* _Input records_

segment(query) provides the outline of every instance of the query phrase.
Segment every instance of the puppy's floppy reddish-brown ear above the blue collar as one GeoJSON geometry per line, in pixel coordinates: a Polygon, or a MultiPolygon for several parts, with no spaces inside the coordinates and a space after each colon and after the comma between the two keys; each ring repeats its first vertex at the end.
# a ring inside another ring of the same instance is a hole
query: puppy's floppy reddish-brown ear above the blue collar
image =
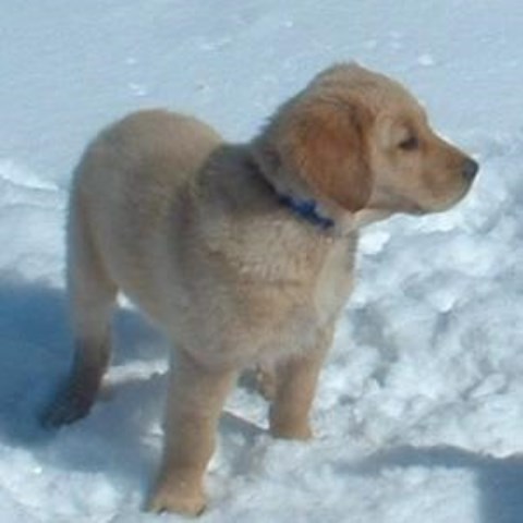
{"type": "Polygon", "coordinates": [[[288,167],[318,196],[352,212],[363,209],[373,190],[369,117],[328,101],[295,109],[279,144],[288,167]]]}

* * *

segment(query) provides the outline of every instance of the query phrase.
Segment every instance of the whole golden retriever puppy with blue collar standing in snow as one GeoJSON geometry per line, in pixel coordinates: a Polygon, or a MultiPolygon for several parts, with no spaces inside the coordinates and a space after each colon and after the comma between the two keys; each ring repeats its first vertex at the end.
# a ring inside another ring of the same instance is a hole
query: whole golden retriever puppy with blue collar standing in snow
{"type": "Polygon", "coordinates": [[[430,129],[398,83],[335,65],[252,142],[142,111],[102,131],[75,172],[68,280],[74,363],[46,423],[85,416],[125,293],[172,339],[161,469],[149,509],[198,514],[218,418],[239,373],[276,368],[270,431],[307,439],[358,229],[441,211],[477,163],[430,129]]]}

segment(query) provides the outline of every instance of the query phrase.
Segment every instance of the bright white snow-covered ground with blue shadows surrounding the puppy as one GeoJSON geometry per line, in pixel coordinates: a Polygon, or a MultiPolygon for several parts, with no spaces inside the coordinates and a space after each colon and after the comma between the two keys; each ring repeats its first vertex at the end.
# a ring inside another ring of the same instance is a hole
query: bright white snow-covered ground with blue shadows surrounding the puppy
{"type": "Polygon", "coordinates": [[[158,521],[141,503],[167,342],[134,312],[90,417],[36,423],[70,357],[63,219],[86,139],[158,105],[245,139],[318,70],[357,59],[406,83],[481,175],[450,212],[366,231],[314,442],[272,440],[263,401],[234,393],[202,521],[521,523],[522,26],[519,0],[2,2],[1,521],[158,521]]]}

---

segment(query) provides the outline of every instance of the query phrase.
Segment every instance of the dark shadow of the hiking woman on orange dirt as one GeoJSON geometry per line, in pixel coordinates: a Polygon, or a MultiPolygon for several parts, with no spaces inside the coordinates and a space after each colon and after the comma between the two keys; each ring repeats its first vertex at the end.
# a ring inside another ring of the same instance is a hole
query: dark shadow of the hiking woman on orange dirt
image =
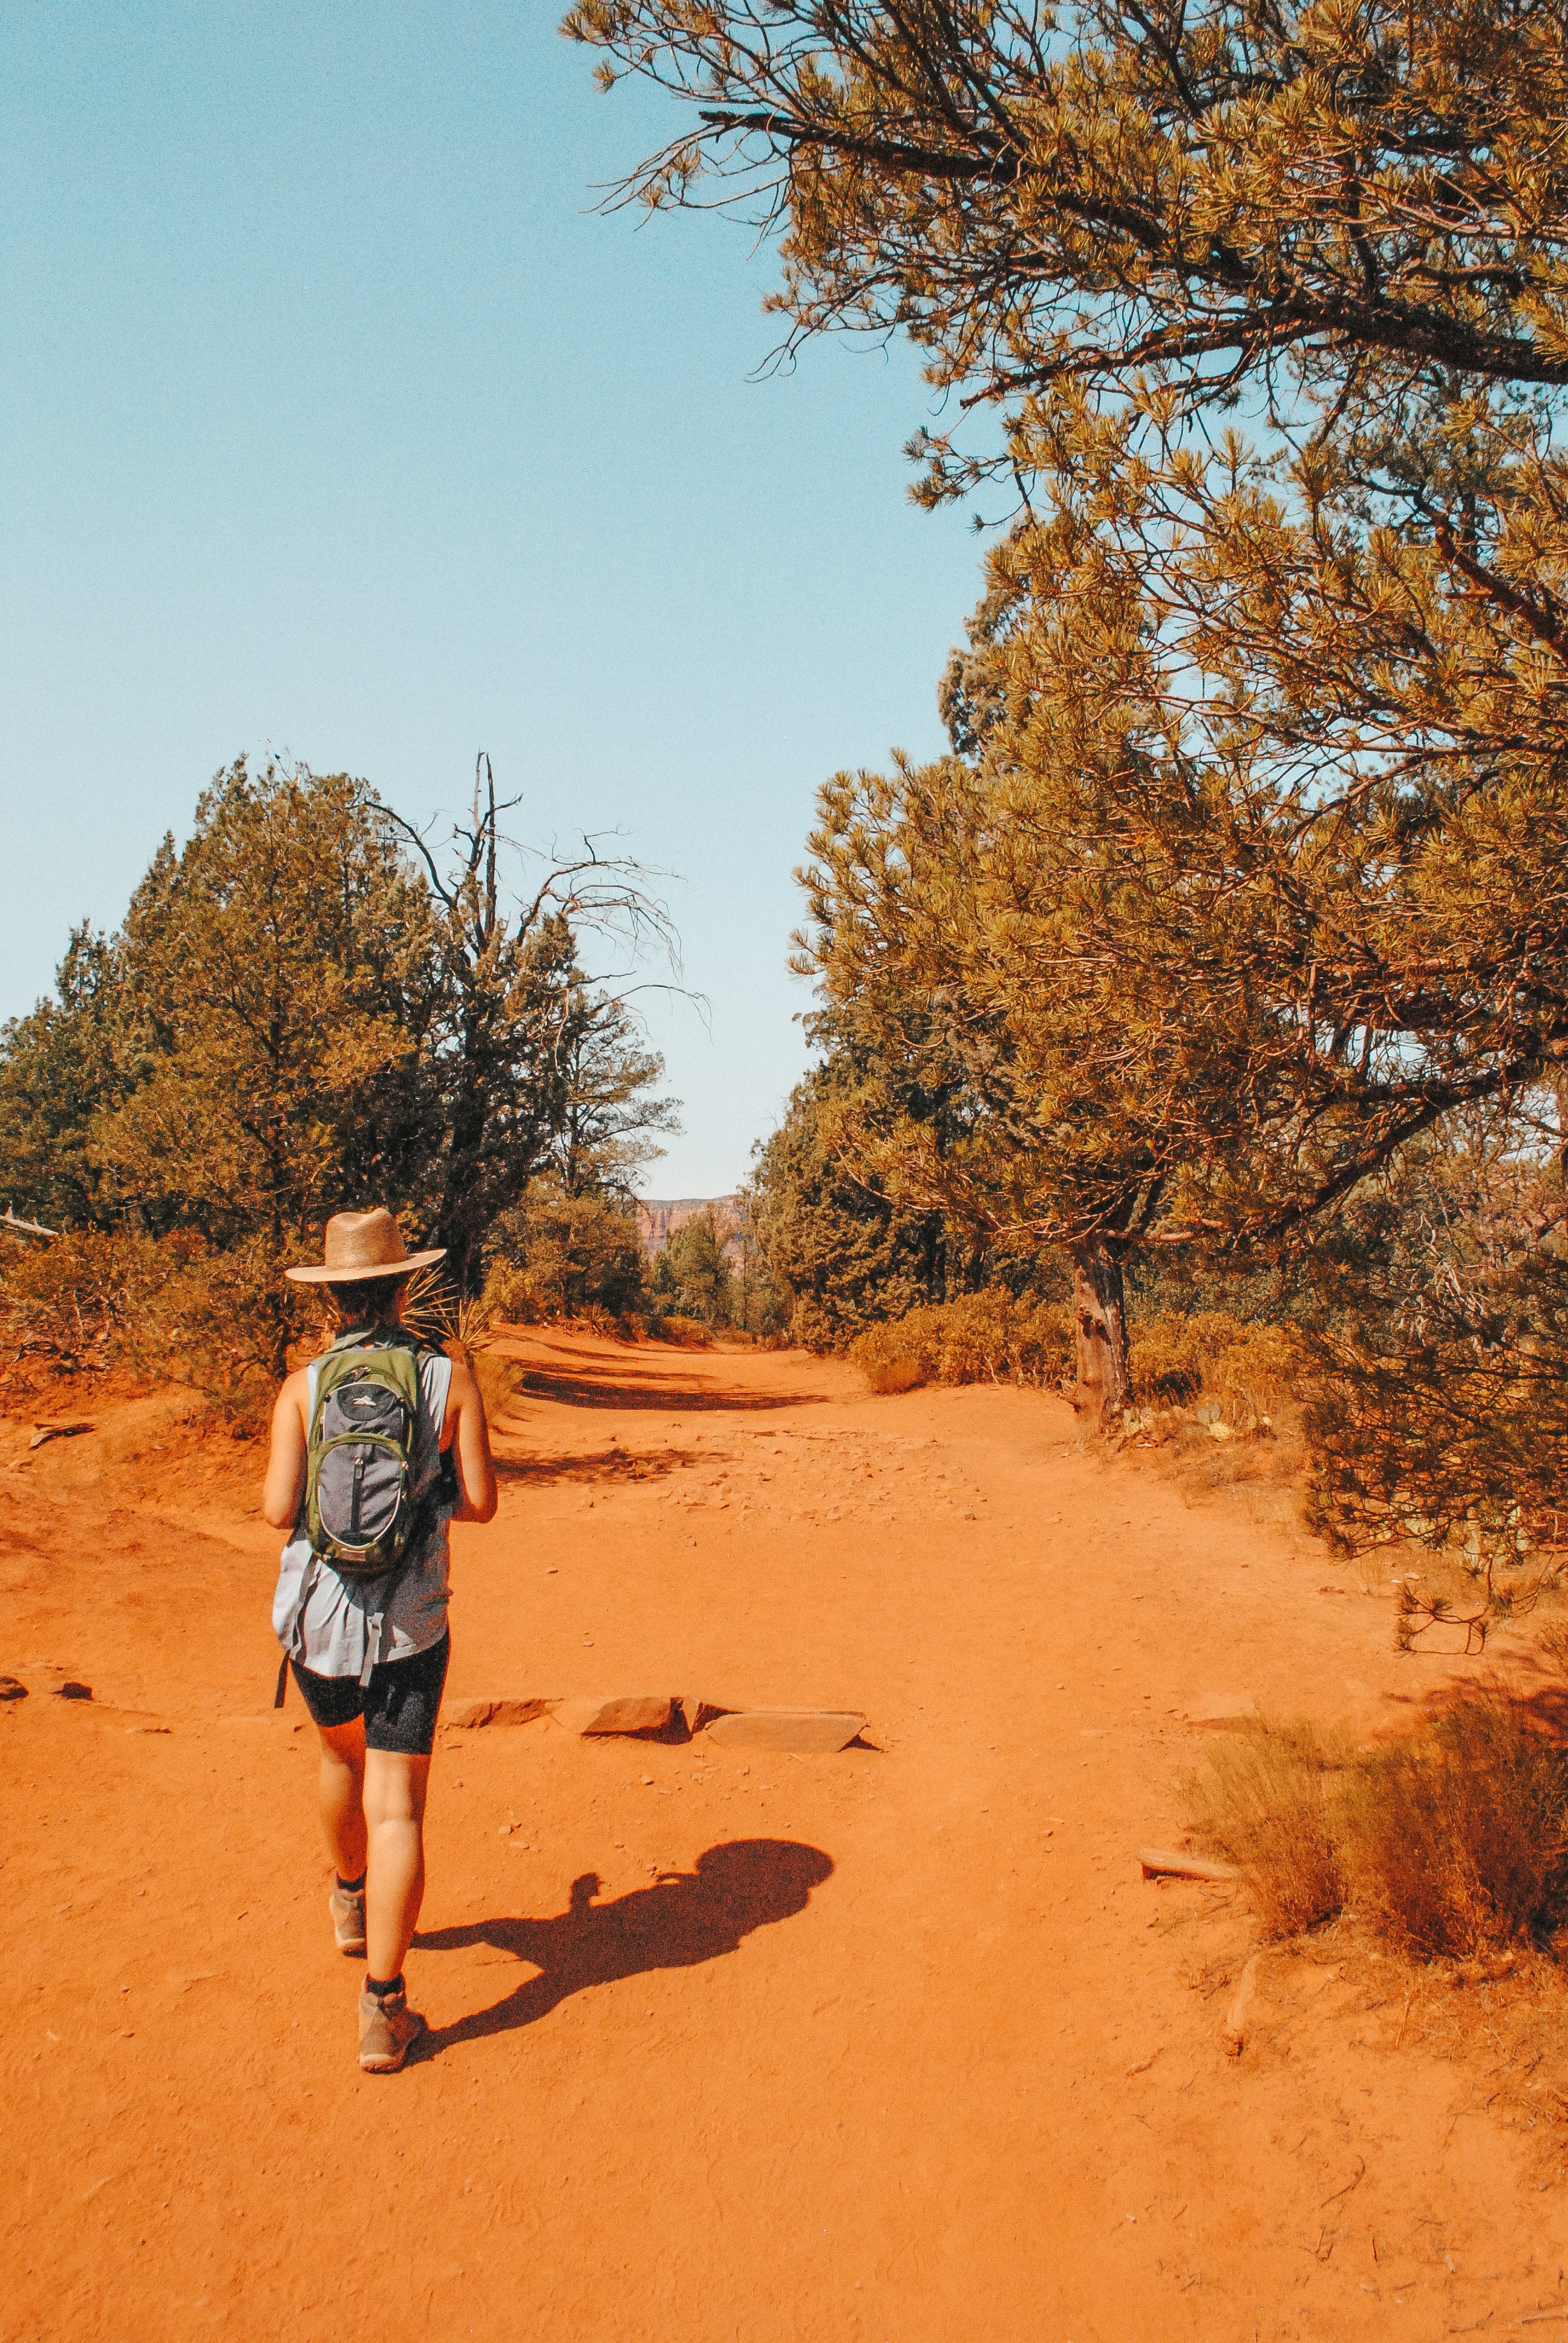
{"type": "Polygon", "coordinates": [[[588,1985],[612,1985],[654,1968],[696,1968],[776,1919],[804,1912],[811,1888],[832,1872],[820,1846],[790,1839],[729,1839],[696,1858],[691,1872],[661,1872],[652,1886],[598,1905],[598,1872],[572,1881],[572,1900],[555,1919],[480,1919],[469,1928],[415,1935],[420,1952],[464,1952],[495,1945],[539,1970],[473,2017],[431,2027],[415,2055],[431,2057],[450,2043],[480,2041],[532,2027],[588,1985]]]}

* _Task goal_
Go through the entries and copy every line that has "above".

* _Solution_
Segment every instance of the puppy's floppy reddish-brown ear above the blue collar as one GeoJSON geometry per line, in pixel coordinates: a Polygon, or a MultiPolygon for several parts, with no spaces inside the coordinates and a space after each colon and after the comma between the two keys; each ring repeats its first vertex at the end.
query: puppy's floppy reddish-brown ear above the blue collar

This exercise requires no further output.